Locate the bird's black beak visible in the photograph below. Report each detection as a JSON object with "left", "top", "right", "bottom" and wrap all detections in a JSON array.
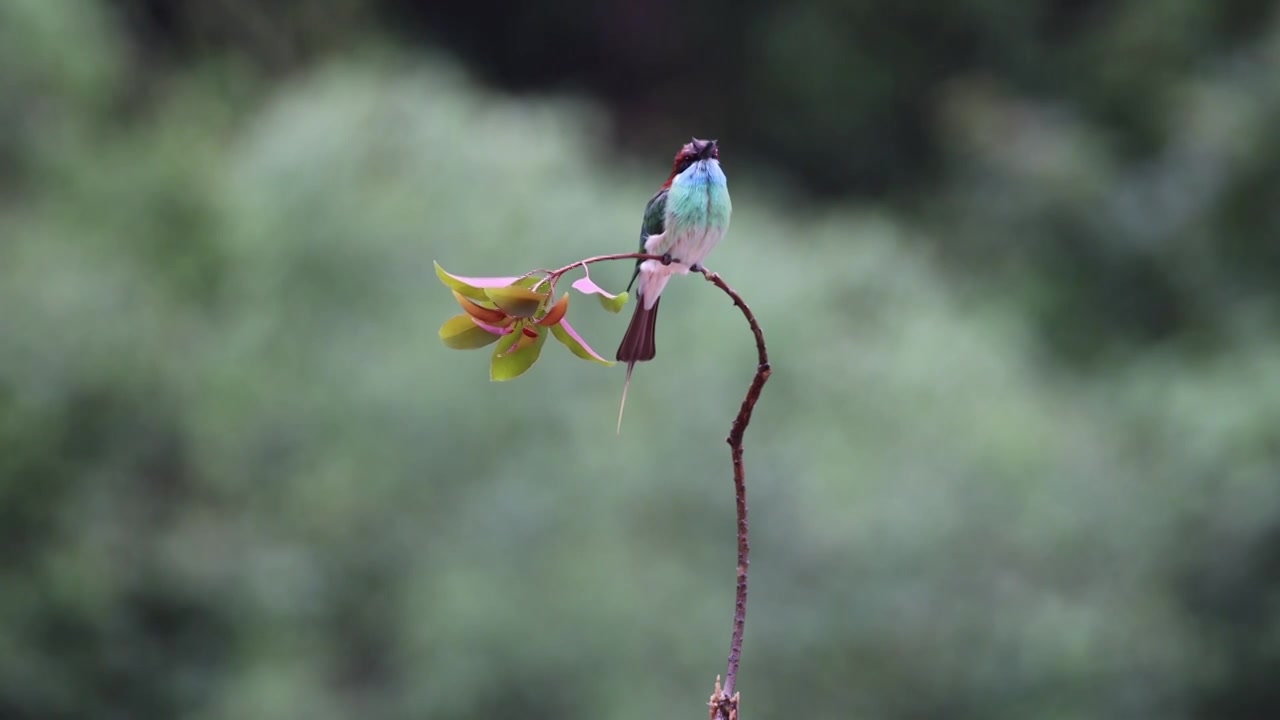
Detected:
[{"left": 695, "top": 138, "right": 718, "bottom": 160}]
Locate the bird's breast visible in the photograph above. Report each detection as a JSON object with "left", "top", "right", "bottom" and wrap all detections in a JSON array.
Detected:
[
  {"left": 662, "top": 177, "right": 730, "bottom": 267},
  {"left": 666, "top": 176, "right": 731, "bottom": 232}
]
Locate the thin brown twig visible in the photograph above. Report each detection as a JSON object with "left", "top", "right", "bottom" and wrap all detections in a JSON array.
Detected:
[
  {"left": 699, "top": 267, "right": 770, "bottom": 720},
  {"left": 545, "top": 252, "right": 667, "bottom": 280},
  {"left": 537, "top": 253, "right": 771, "bottom": 720},
  {"left": 527, "top": 252, "right": 667, "bottom": 295}
]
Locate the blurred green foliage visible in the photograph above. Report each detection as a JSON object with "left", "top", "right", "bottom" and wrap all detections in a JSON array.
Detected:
[
  {"left": 102, "top": 0, "right": 1280, "bottom": 362},
  {"left": 4, "top": 1, "right": 1280, "bottom": 719}
]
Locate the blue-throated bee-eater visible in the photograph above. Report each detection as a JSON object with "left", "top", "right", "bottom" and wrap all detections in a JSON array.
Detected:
[{"left": 615, "top": 138, "right": 731, "bottom": 429}]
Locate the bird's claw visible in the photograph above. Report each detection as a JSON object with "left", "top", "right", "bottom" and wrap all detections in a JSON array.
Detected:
[
  {"left": 661, "top": 253, "right": 673, "bottom": 265},
  {"left": 690, "top": 263, "right": 703, "bottom": 272}
]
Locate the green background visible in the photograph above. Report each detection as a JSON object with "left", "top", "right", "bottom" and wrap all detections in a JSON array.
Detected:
[{"left": 3, "top": 1, "right": 1280, "bottom": 718}]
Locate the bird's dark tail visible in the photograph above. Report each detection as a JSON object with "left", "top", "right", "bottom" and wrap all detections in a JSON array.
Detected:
[
  {"left": 616, "top": 297, "right": 660, "bottom": 364},
  {"left": 615, "top": 297, "right": 660, "bottom": 433}
]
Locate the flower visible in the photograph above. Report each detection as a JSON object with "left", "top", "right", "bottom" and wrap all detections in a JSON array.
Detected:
[{"left": 435, "top": 262, "right": 614, "bottom": 381}]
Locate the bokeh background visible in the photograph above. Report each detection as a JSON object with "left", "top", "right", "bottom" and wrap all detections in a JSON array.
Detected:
[{"left": 4, "top": 0, "right": 1280, "bottom": 718}]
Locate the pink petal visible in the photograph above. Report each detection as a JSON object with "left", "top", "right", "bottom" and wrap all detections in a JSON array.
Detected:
[
  {"left": 472, "top": 318, "right": 516, "bottom": 335},
  {"left": 557, "top": 319, "right": 609, "bottom": 362},
  {"left": 451, "top": 274, "right": 523, "bottom": 288},
  {"left": 571, "top": 277, "right": 622, "bottom": 299}
]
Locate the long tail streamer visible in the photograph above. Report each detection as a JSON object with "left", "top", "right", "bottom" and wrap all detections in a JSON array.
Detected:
[{"left": 616, "top": 361, "right": 635, "bottom": 435}]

What you should do
Of the lines above, output exactly those from the line bearing "Locate the bird's breast" through the line bearing "Locate the blue-throated", inclusive.

Answer to this task
Locate the bird's breast visible in the photograph above. Report each detection as a JSON object with "left", "top", "right", "bottom" and wrap all detections in a JSON array.
Detected:
[
  {"left": 662, "top": 177, "right": 730, "bottom": 267},
  {"left": 666, "top": 176, "right": 731, "bottom": 232}
]
Locate the thin brown twig visible in the photograph above. Report each detection as a JSON object with "left", "top", "right", "bottom" and wrap all detections in a JSON array.
Detected:
[
  {"left": 699, "top": 267, "right": 770, "bottom": 720},
  {"left": 545, "top": 252, "right": 667, "bottom": 280},
  {"left": 537, "top": 253, "right": 771, "bottom": 720},
  {"left": 527, "top": 252, "right": 667, "bottom": 295}
]
Locate the blurred green foliage visible in the photograph above. Report each detection as a JSON object with "left", "top", "right", "bottom" and wrap all detections in a JSON array.
Detected:
[
  {"left": 102, "top": 0, "right": 1280, "bottom": 362},
  {"left": 4, "top": 1, "right": 1280, "bottom": 719}
]
Locate the blue-throated bee-eater visible in the photograph above. Report each detection as a JSON object with "left", "top", "right", "bottom" and wrap all detections in a JSON array.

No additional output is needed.